• Coordinate annotation entries:
+ + + + + + +

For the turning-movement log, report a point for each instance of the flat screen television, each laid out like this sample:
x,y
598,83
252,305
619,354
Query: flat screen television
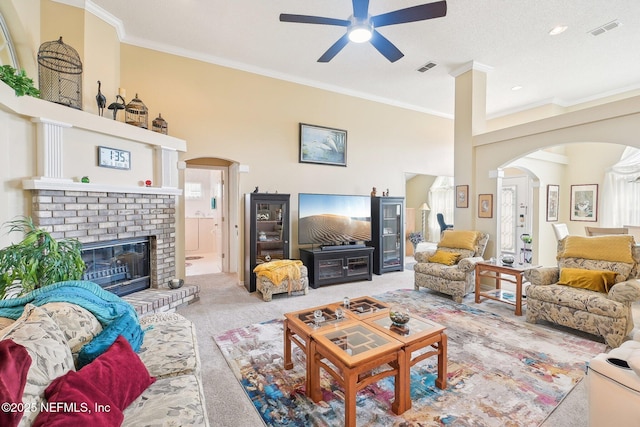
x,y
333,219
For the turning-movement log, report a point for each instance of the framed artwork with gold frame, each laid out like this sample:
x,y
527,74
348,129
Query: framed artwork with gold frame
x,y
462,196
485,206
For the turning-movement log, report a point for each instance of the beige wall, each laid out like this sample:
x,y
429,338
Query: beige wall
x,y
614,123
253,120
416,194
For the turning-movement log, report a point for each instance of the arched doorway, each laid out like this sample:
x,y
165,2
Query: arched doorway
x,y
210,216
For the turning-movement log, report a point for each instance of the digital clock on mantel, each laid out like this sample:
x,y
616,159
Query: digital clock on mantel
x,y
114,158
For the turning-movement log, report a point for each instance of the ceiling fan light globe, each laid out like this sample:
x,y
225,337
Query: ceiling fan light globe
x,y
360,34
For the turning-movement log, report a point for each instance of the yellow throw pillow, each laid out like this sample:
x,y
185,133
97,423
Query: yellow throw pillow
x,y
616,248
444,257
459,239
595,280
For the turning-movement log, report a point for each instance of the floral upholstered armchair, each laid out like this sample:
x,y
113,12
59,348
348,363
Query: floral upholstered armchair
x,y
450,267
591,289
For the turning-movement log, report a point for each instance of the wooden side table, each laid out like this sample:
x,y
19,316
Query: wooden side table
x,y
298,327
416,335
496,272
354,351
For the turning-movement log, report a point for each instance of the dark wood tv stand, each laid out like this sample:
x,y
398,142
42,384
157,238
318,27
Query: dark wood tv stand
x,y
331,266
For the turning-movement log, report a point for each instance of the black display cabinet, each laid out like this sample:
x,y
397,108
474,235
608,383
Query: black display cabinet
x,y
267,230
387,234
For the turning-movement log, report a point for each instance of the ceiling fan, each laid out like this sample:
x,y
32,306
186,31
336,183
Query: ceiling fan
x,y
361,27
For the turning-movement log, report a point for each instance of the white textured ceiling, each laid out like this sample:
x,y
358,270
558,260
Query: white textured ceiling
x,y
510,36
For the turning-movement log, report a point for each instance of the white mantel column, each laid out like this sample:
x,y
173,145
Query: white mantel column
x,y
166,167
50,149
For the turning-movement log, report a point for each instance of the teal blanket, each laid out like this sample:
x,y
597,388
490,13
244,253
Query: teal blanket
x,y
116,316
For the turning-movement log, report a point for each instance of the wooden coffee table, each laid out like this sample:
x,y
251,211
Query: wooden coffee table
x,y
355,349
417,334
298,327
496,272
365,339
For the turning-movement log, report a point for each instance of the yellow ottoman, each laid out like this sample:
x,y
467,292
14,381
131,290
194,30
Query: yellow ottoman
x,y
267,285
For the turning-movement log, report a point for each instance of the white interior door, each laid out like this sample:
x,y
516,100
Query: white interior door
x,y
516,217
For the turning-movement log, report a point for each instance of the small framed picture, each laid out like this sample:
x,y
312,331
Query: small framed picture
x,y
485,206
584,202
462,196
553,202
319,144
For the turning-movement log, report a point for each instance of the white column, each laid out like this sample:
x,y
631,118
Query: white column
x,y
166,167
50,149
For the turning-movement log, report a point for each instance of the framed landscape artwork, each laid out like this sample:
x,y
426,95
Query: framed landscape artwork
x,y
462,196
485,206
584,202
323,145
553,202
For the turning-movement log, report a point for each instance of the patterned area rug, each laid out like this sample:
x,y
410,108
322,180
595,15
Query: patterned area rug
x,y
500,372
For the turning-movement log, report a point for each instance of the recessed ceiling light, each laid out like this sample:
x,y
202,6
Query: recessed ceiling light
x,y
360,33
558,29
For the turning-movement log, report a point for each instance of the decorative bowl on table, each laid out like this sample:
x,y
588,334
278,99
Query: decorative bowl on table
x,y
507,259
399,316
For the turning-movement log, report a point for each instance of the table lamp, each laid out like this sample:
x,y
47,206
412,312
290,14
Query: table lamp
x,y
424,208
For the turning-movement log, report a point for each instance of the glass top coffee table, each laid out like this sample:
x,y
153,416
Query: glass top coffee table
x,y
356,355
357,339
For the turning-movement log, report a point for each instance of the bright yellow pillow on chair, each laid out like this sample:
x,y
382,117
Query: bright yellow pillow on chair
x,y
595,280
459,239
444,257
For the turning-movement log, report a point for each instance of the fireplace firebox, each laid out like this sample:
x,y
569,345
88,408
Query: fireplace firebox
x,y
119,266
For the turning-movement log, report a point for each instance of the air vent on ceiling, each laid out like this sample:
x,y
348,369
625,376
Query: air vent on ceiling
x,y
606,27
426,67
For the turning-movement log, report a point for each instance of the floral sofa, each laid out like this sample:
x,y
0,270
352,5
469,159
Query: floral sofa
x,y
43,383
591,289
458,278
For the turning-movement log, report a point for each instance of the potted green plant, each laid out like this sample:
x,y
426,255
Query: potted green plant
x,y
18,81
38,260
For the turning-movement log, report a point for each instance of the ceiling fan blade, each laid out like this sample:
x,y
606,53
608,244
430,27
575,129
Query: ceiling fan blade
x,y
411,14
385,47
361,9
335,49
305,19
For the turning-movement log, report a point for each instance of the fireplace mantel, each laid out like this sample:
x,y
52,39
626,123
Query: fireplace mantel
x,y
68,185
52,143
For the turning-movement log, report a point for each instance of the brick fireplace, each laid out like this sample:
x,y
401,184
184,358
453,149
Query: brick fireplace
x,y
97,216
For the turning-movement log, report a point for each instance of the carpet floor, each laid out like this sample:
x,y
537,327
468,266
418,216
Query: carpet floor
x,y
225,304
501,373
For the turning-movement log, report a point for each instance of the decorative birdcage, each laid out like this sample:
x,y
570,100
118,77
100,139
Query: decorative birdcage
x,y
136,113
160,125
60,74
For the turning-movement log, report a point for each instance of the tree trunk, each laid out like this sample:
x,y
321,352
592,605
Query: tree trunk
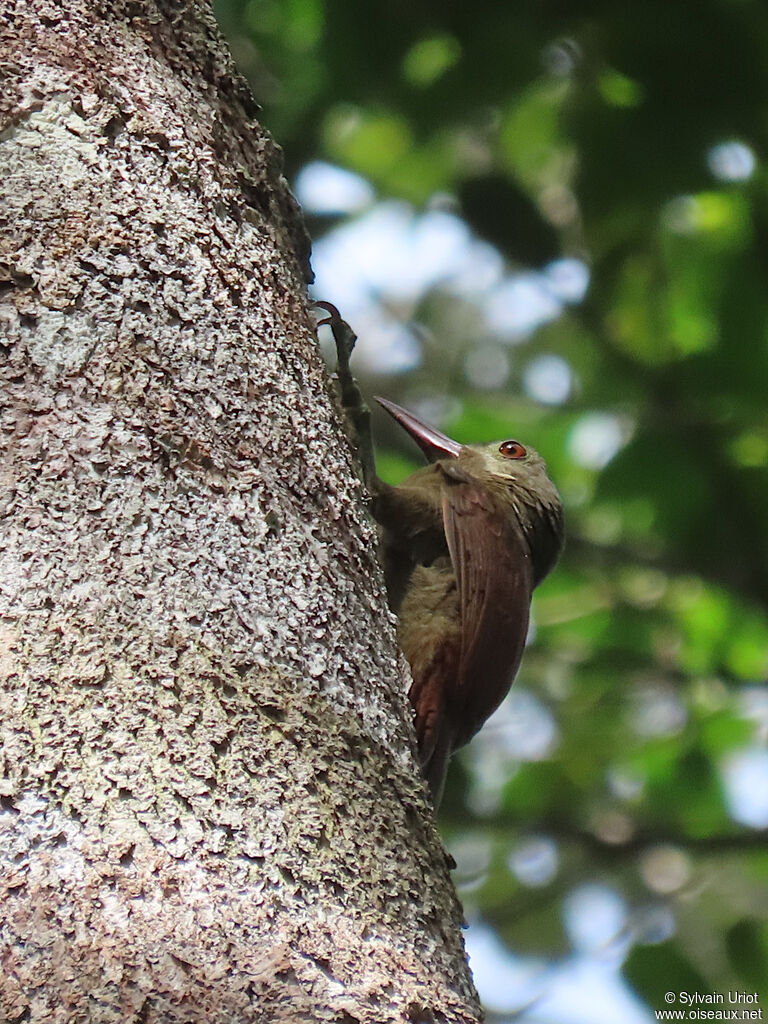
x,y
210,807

+ + + + + + +

• SHORT PROBLEM:
Leave out the pictures and restate everything else word for word.

• CORRECT RESULT:
For the turning-movement log, report a point for each instance of the flat screen television, each laid out like this sample:
x,y
598,83
252,305
619,354
Query: flat screen television
x,y
333,219
For the turning-movement log, report a point for each instance of the framed artwork with gold frame, each laid out like this sample:
x,y
527,74
348,129
Query: framed artwork with gold frame
x,y
462,196
485,206
For the turning-movement log, report a point for each instance of the beige wall, each laid out like this sample:
x,y
429,338
Query: beige wall
x,y
614,123
253,120
416,194
For the turning-movement log, report a point for each instance of the arched doorway, each laid out like this sample:
x,y
165,2
Query: arched doorway
x,y
210,216
For the turning-movement log, report a point for each instance of the digital clock on mantel, each laid out like this sample:
x,y
616,159
Query: digital clock on mantel
x,y
114,158
For the turning-movement log, report a point for each instance of the ceiling fan light globe, each laid out like this sample:
x,y
225,337
Query: ceiling fan light globe
x,y
360,34
For the turning-movement log, report a point for each instance of the yellow throw pillow, each laid out like this sample:
x,y
185,133
97,423
Query: yellow throw pillow
x,y
616,248
444,257
459,239
595,280
For the turning-movement log, report a point for each instance of the floral upholstered armchair, each laid out like this sample:
x,y
113,12
59,348
348,363
Query: floral upholstered armchair
x,y
450,267
591,289
For the turning-movement log, report a point for each instance of the wooden side table, each laid out like this sample:
x,y
19,316
Query: wooden side table
x,y
298,327
416,335
496,272
354,351
For the turning-movement log, report a point for each instance of the dark wood tv stand, each laid out like this sample:
x,y
398,142
42,384
157,238
318,27
Query: dark wood tv stand
x,y
331,266
For the turning-movement log, report a point for each instance of the black display cabinet, each laid out like this sample:
x,y
397,108
474,235
608,383
Query: black display cabinet
x,y
267,230
387,234
For the turning-movement log, report a point for each instance of the ceiling fan, each laid out like this sample:
x,y
32,306
186,31
336,183
Query: ceiling fan
x,y
361,27
For the turning-movement log, report a point for each instance of the white textured ceiling, each laid out like this sample:
x,y
358,270
558,260
Query: white textured ceiling
x,y
510,36
For the turning-movement log, report a point for each instance of the white mantel column, each laid out like this sample:
x,y
173,145
Query: white mantel column
x,y
166,167
50,149
For the turning-movement log, report a point for each instance of the teal blanket, each laid out like this sample:
x,y
597,388
490,13
244,253
Query: teal blanket
x,y
116,316
For the turning-movement log, report a point for each instance of the wooden coffee table, each laid out like this sample:
x,y
251,211
Query: wooden coffee table
x,y
355,349
417,334
298,327
496,272
365,339
For the turning-movement log, report a point for each instance of the yellow ottoman, each laid out like this sample:
x,y
467,292
14,381
131,290
194,30
Query: yellow ottoman
x,y
267,285
For the turning-movement log, report a point for each instance of the white interior door, each laid out like this sample:
x,y
516,100
Query: white interior door
x,y
516,217
For the turning-movement log, report a point for each instance of the small framed picture, each laid out like this sample:
x,y
312,331
Query: small framed picture
x,y
485,206
584,202
462,196
553,202
319,144
For the turning-movement log, report a point for each instance of the white column, each laid out like this sample:
x,y
631,118
Query: white column
x,y
166,167
50,149
For the turning-movement log, report a point for each instance of the framed landscape artwork, each laid out like this sample:
x,y
426,95
Query: framed landscape artwork
x,y
462,196
485,206
584,202
323,145
553,202
For the turning-movement log, report a point for each instance of the patterned area rug, each laid out like this sample:
x,y
410,108
322,180
595,15
Query: patterned area rug
x,y
500,372
For the turning-movement log, report a point for each instance of the recessed ceiling light, each laid out like this sample:
x,y
202,6
Query: recessed ceiling light
x,y
360,33
558,29
For the turning-movement log, report a point for each instance of the decorative bowl on table, each laid out like this sample:
x,y
588,334
278,99
Query: decorative bowl on table
x,y
507,259
399,316
For the turning-movement log, report a point for each instance of the table lamp, each laid out like this sample:
x,y
47,206
412,312
290,14
Query: table lamp
x,y
424,208
For the turning-movement log, report a point for each instance of the glass top coffee table, each laid out like this sample:
x,y
153,416
Query: glass top coffee table
x,y
356,355
357,339
For the turning-movement log, report a point for each instance of the bright yellow pillow on chair, each laid out like this sample:
x,y
382,117
Query: bright yellow pillow on chair
x,y
595,280
459,239
444,257
For the turning-movement log, report a point for each instance of the fireplace firebox, each laid out like this sample:
x,y
569,345
88,408
Query: fireplace firebox
x,y
119,266
For the turning-movement log, report a point for each instance of the air vent on ceiling, each laid out like this sample:
x,y
348,369
625,376
Query: air vent on ceiling
x,y
606,27
426,67
For the turning-movement log, report a point for each instance of the floral sofa, each laid out like this sample:
x,y
0,270
352,5
469,159
Query: floral sofa
x,y
43,383
591,289
458,278
For the turning-movement log, report a point for each instance of the potted green plant, each laid out like this sample:
x,y
426,255
Query: potted green plant
x,y
18,81
38,260
For the turning-movement log, report a point for each instance of the ceiling fan blade, each laid out like this sample:
x,y
606,53
608,244
430,27
575,129
Query: ceiling fan blade
x,y
411,14
385,47
361,9
335,49
305,19
For the turning-movement log, report a point for each instance of the fireplace mantel, each laid out like this sample:
x,y
52,39
626,123
Query: fireplace mantel
x,y
68,185
52,143
For the turning-movement log, report a point for each instance of the brick fireplace, each laid out like this sample:
x,y
401,184
184,358
453,149
Query: brick fireplace
x,y
97,216
For the turning-movement log, report a point for each instance of the carpet floor, each laid out like this sample:
x,y
537,327
468,266
418,216
Query: carpet floor
x,y
225,304
501,373
For the turning-movement log, report a point for each instance of the decorative birdcage, each laid out like this sample:
x,y
570,100
118,77
100,139
Query: decorative birdcage
x,y
136,113
160,125
60,74
For the turning-movement log, report a point for each instance of the tree trunk, each laid out like this sample:
x,y
321,352
592,605
Query: tree trunk
x,y
210,807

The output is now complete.